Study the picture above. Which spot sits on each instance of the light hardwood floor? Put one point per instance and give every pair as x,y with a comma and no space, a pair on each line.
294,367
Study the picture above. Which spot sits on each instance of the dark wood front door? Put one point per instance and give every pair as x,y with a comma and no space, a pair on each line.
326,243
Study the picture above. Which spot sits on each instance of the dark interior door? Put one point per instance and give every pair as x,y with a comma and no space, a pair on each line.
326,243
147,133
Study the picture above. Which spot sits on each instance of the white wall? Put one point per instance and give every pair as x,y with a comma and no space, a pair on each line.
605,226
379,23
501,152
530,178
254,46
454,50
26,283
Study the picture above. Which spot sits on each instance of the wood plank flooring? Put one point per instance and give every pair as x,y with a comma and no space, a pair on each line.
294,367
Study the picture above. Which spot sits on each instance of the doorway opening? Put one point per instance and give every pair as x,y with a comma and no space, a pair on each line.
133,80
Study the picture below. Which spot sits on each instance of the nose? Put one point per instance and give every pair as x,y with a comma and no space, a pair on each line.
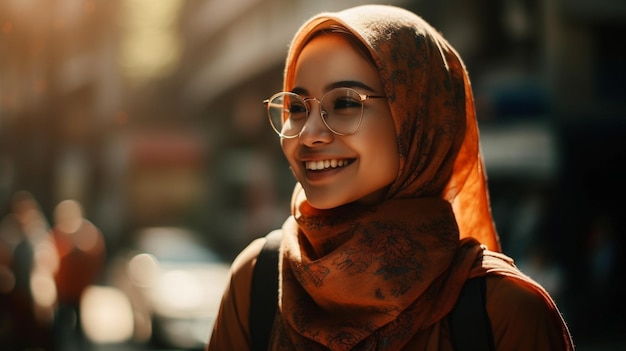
314,131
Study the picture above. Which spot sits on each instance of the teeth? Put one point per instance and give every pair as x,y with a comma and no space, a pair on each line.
319,165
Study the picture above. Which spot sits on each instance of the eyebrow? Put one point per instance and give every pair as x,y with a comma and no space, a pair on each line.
339,84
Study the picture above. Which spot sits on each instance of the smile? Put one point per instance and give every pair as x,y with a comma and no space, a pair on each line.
325,164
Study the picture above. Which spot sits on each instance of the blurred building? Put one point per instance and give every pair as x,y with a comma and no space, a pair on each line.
149,114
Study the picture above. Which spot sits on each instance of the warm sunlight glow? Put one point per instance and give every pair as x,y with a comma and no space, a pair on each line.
106,315
150,46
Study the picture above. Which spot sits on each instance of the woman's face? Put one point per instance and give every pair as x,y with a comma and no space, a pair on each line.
366,161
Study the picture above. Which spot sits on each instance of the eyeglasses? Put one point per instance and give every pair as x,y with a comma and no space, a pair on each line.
341,110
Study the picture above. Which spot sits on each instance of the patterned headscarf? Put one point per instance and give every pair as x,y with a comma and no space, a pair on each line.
370,277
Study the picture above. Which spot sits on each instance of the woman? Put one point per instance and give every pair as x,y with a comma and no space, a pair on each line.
390,216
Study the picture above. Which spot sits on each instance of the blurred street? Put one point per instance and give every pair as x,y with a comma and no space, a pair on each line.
136,159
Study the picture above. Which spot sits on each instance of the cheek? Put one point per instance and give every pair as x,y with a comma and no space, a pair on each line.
289,147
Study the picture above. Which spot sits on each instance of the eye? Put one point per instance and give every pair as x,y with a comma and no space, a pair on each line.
346,104
297,109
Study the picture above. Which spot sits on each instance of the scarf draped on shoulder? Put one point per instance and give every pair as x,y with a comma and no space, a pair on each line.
371,277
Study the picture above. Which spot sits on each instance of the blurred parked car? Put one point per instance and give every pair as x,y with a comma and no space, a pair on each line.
174,284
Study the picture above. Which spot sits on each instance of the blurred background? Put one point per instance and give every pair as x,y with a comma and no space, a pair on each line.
136,160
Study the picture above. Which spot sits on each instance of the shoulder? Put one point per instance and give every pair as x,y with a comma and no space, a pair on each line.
243,265
523,315
231,328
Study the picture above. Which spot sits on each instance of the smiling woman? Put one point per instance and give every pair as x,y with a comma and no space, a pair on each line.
390,219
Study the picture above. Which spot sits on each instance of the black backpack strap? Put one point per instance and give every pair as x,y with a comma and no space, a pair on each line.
470,328
264,292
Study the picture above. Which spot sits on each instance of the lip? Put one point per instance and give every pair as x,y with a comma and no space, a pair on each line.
315,175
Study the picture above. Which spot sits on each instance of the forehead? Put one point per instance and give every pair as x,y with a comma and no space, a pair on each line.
330,58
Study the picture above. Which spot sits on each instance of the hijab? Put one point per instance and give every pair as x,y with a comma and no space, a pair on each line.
370,277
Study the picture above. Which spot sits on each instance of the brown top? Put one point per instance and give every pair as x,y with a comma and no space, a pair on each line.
521,318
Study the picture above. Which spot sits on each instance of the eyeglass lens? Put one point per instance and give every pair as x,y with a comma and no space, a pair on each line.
341,110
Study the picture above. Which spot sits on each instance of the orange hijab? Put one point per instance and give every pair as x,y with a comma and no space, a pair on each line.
358,277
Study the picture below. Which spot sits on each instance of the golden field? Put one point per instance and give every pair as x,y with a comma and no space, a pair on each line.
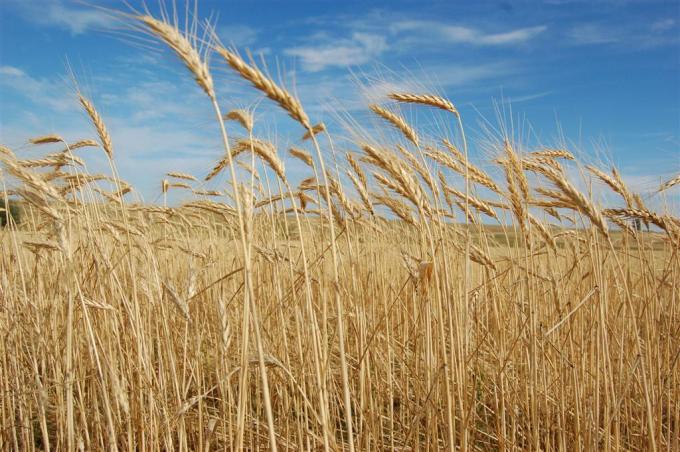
401,297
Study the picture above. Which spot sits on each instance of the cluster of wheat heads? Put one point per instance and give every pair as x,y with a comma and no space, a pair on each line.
409,299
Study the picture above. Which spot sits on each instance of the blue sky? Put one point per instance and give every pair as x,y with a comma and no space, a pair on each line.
604,74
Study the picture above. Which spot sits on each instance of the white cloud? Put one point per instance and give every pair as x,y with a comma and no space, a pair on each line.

Requirements: Rewrite the records above, starting at the line that contains "of the golden" and continuing through the last line of the records. Substitute "grain heads" for "wheat heads", keep everything else unchanged, and leave the pictures out.

Solution:
Study the picture below. Which spot sits on each instance of the golden field? Put one point per instance and give every pair as x,y with a comma and no space, a pair on each line.
401,297
Study the picture above. Which spot sits on each instance of the cluster of grain heads? Put one point per instance and give every pair as x,y with a comma and no space, a pair on each line.
409,299
Study the picture above. Which spot sits on each instance of the blue sky? Put one point per instance and give every pair as x,y with a comma and no space, a pair on each line.
604,74
Study the picture above. Which spot sits on each instance of the white cloud? Put one point per instance and give every pair as x,y with a comma and no space, a pair on each line.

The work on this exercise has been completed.